= Your assignment =
Search the entries below for the line containing "Target = black-framed eyeglasses"; from there to the end, return every line exactly and add nothing.

= Extracted entries =
****************************************

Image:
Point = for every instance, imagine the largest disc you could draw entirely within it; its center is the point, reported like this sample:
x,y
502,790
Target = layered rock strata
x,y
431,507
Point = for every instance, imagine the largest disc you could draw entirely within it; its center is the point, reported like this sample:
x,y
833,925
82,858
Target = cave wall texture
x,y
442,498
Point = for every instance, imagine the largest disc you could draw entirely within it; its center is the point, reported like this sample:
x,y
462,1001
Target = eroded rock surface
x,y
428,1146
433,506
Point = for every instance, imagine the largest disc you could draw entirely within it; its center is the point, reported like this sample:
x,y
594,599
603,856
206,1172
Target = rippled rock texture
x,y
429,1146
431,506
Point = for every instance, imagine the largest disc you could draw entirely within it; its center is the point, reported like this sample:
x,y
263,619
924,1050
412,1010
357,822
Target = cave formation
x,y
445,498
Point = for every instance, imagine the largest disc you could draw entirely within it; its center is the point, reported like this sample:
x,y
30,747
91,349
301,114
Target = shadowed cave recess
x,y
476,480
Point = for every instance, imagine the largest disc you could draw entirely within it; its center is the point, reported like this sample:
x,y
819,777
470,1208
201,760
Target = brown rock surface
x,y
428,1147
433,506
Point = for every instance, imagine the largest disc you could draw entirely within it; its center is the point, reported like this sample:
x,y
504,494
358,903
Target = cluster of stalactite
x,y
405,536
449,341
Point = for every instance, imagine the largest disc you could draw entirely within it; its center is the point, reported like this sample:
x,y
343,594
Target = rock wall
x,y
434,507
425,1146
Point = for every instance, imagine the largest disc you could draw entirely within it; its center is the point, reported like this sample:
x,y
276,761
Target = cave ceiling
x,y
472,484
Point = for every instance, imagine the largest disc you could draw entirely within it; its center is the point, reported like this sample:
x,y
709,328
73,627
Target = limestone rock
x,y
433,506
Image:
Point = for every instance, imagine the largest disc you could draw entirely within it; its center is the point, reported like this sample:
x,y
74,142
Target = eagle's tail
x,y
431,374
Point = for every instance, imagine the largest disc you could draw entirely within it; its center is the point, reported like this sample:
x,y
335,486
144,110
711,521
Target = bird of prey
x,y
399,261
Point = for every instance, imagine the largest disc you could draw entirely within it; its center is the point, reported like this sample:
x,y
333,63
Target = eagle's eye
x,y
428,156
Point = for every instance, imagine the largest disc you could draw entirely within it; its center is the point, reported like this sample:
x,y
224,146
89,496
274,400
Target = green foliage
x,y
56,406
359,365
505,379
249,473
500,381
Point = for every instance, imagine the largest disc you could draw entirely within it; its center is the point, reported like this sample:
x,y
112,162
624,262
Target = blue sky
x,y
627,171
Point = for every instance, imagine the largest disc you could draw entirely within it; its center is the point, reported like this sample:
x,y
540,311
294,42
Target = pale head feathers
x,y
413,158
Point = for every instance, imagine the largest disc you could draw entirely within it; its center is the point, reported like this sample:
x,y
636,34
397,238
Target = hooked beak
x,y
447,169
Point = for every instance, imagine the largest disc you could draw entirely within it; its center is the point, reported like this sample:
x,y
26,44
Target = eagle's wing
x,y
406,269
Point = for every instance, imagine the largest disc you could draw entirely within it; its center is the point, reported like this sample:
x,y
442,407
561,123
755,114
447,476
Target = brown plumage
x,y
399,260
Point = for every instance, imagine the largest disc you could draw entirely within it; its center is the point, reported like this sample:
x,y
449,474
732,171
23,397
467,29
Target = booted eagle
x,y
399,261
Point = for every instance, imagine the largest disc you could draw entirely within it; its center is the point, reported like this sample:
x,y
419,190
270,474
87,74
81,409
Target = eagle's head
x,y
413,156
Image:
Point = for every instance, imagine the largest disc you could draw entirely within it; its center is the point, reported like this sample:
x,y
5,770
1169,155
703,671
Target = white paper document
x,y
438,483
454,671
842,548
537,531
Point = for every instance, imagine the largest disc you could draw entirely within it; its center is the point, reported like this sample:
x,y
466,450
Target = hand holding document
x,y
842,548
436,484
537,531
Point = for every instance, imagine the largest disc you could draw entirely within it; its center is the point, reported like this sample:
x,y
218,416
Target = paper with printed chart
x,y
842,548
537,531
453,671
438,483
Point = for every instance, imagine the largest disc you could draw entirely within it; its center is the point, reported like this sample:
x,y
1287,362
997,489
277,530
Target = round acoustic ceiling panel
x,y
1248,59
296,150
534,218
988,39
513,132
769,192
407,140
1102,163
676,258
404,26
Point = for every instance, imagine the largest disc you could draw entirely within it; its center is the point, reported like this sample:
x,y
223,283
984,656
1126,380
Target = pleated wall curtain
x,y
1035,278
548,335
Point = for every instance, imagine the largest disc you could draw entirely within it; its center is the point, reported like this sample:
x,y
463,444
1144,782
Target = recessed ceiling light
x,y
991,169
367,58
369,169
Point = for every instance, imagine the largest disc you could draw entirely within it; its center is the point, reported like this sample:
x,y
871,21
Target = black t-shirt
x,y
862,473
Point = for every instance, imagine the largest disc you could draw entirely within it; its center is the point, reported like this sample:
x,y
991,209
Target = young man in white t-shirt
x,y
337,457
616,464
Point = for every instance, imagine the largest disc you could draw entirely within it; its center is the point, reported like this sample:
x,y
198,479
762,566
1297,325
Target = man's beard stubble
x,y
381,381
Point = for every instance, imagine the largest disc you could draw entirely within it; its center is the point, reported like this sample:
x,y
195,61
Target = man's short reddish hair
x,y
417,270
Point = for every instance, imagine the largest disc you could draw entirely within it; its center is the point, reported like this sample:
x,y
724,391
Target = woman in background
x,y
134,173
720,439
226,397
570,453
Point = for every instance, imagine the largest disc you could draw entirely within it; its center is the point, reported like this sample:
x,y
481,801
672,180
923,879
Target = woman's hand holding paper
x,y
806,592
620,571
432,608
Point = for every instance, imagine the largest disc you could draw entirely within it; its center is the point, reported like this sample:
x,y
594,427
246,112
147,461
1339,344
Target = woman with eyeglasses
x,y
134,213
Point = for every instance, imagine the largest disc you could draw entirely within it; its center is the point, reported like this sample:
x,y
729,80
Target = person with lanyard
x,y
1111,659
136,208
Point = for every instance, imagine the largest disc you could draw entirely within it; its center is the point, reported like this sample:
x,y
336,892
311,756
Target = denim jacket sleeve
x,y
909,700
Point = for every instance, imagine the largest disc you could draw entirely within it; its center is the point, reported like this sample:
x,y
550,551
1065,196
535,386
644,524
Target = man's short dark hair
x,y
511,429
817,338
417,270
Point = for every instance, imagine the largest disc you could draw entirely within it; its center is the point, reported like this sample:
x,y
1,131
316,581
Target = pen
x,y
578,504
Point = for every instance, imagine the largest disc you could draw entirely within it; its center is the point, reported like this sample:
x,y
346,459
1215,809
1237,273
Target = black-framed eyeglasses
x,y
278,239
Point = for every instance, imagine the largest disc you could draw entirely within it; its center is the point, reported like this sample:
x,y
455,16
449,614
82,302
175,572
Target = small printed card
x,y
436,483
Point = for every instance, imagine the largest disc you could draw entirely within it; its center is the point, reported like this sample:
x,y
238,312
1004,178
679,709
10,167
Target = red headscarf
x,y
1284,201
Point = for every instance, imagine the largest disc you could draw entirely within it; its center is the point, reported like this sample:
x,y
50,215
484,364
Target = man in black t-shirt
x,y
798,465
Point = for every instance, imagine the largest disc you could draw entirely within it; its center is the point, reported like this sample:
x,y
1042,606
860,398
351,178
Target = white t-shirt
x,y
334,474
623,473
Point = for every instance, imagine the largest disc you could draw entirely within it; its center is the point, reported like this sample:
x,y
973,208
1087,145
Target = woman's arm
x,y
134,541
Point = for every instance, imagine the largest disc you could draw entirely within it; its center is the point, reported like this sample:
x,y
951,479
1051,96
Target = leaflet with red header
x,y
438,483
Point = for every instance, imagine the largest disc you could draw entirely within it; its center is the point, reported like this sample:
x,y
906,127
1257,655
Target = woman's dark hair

****************************************

= Exercise solution =
Target = black-framed eyeglasses
x,y
278,239
Point = for every instance, imagine the largest disc you could draw entirely within it; its center is the point, reported like this sample:
x,y
455,16
449,614
82,302
175,572
Target = small printed card
x,y
436,483
Point = for every instance, imagine the largest disc you could draw entirely within it; its center is the point, reported like this sample:
x,y
238,312
1004,178
679,709
10,167
Target = red headscarf
x,y
1284,201
Point = for every instance, imagine the largest disc you could draw entirely within it; its center is the point, reported like this sample:
x,y
50,215
484,364
Target = man in black t-shirt
x,y
798,465
Point = for every instance, imagine the largest disc you could draw entirely within it; its center is the point, reported like this sample:
x,y
1042,606
860,398
351,178
Target = white t-shirt
x,y
334,474
623,473
Point = for every instance, imagine the largest disc you could draw entirely within it; its center is the point, reported like this sample:
x,y
973,208
1087,145
Target = woman's arm
x,y
134,541
Point = for every instance, imagine the largest disc you could draw entirely within it; its center is the point, reported like this sample:
x,y
951,479
1051,96
Target = leaflet with red header
x,y
438,483
Point = for every instance, imagine the largest disc you could draw entirely within it; its center is the point, reported like this sample:
x,y
906,127
1257,655
Target = woman's dark hair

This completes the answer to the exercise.